### SUPPLIED RECORDS ###

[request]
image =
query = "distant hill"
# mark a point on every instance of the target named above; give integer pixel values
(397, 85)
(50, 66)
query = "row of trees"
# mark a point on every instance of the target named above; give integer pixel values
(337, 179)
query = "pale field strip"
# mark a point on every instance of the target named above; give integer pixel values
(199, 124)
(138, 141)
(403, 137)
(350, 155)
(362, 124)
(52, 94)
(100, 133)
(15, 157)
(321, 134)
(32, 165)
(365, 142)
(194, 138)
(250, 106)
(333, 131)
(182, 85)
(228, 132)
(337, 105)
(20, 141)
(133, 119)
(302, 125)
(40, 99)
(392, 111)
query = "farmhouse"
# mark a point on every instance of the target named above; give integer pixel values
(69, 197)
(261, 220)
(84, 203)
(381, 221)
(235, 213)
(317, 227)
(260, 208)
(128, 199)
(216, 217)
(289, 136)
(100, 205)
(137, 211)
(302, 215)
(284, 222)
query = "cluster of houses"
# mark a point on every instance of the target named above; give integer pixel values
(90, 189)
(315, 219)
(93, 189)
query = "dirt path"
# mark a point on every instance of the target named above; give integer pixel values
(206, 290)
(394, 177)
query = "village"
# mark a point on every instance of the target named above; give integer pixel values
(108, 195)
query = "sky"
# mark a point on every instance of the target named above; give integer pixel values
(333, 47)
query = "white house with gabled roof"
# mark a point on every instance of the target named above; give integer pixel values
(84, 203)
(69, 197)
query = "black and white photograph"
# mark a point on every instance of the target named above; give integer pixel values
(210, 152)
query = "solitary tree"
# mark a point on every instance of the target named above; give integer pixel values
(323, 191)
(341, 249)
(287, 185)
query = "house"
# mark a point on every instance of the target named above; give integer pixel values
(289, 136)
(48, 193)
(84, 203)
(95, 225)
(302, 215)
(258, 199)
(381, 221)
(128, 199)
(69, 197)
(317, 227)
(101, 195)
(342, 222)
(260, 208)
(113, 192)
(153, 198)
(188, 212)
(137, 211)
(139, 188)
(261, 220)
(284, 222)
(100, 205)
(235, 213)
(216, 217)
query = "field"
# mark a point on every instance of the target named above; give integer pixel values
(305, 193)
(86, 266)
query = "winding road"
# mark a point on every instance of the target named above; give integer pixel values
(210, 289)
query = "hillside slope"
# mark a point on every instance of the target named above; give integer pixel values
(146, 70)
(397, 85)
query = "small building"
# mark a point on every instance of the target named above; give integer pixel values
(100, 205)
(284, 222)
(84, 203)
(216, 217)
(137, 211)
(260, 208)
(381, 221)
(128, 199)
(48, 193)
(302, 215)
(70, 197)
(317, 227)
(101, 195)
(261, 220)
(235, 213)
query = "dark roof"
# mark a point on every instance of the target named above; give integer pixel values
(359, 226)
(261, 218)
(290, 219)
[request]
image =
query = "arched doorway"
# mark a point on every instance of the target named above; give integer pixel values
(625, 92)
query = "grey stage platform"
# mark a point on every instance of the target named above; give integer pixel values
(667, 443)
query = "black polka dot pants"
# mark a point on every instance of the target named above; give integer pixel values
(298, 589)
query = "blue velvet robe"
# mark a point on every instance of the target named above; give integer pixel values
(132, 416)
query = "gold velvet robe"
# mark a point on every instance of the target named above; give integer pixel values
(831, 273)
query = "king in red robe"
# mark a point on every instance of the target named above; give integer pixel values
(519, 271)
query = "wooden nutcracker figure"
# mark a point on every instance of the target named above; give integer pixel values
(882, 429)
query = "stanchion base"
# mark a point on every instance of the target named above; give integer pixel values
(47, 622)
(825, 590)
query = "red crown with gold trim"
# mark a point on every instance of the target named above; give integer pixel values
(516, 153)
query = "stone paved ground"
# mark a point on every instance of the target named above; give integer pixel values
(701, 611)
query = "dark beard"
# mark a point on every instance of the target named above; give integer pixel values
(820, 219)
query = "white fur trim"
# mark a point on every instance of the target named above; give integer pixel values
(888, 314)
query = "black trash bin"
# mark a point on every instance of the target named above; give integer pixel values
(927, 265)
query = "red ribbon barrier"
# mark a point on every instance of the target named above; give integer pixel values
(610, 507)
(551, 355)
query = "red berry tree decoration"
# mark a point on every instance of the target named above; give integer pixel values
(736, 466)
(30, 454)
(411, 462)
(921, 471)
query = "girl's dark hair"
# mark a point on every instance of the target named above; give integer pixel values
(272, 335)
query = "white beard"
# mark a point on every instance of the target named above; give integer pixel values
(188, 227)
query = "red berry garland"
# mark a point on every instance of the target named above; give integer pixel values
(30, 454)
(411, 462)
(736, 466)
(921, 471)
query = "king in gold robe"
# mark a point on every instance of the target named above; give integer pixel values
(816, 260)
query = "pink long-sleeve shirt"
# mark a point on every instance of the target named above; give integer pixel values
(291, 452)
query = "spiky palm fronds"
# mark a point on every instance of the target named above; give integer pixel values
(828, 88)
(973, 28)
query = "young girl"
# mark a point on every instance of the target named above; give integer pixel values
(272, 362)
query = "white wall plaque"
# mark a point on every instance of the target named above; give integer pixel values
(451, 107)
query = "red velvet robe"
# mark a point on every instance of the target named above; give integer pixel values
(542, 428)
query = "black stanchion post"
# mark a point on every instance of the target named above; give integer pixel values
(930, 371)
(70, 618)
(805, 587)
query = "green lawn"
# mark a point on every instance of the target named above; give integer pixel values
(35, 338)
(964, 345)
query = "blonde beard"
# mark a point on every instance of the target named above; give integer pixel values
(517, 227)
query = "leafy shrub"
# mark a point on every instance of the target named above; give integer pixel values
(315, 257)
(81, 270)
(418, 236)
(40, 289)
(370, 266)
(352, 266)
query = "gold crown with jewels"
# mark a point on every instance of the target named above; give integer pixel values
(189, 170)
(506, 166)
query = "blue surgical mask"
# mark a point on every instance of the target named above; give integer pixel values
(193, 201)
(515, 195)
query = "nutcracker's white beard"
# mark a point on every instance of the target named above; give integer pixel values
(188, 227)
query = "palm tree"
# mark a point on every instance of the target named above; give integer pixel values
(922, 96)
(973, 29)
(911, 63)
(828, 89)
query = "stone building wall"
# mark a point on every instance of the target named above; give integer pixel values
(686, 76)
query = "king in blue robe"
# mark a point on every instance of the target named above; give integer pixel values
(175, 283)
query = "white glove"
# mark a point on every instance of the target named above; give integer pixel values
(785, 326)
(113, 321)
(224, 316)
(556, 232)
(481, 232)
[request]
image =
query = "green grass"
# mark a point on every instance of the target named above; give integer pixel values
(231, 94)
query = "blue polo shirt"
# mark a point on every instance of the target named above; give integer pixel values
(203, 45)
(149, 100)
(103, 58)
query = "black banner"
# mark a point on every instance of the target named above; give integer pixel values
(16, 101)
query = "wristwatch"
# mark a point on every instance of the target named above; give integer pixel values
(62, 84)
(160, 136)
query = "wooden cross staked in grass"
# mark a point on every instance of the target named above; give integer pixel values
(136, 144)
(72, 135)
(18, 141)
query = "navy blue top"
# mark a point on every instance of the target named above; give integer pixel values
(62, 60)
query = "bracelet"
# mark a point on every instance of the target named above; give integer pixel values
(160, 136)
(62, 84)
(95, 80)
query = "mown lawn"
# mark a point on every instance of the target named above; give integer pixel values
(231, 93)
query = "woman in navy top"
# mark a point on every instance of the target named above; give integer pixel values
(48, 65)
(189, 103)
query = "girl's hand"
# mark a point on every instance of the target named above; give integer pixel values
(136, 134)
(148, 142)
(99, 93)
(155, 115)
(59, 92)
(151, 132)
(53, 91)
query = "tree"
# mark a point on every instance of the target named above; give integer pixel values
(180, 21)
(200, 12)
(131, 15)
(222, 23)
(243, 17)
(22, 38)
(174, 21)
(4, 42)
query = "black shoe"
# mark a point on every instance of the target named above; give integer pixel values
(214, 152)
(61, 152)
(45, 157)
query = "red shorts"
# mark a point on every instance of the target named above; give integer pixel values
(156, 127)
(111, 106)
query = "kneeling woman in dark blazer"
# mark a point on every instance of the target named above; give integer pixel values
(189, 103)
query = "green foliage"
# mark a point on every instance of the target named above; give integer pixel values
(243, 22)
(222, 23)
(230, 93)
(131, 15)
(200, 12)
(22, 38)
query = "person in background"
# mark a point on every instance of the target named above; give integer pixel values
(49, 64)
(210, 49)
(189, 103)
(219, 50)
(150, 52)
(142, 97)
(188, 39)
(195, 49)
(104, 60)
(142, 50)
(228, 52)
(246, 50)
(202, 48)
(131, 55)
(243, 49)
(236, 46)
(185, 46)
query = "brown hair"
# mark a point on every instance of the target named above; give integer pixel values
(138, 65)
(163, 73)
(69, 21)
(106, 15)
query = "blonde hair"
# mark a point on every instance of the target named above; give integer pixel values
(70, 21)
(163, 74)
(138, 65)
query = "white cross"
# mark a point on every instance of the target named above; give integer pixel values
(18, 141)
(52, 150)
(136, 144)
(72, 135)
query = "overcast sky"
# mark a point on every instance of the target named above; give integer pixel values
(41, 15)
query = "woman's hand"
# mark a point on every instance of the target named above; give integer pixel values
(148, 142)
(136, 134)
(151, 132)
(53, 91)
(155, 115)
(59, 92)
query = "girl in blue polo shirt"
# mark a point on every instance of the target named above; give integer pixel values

###

WHAT TO DO:
Your answer must be every line from the listing above that holds the string "with".

RESULT OF THIS EXERCISE:
query = "white house with gabled roof"
query = "red crown with gold trim"
query = "gold crown with jewels"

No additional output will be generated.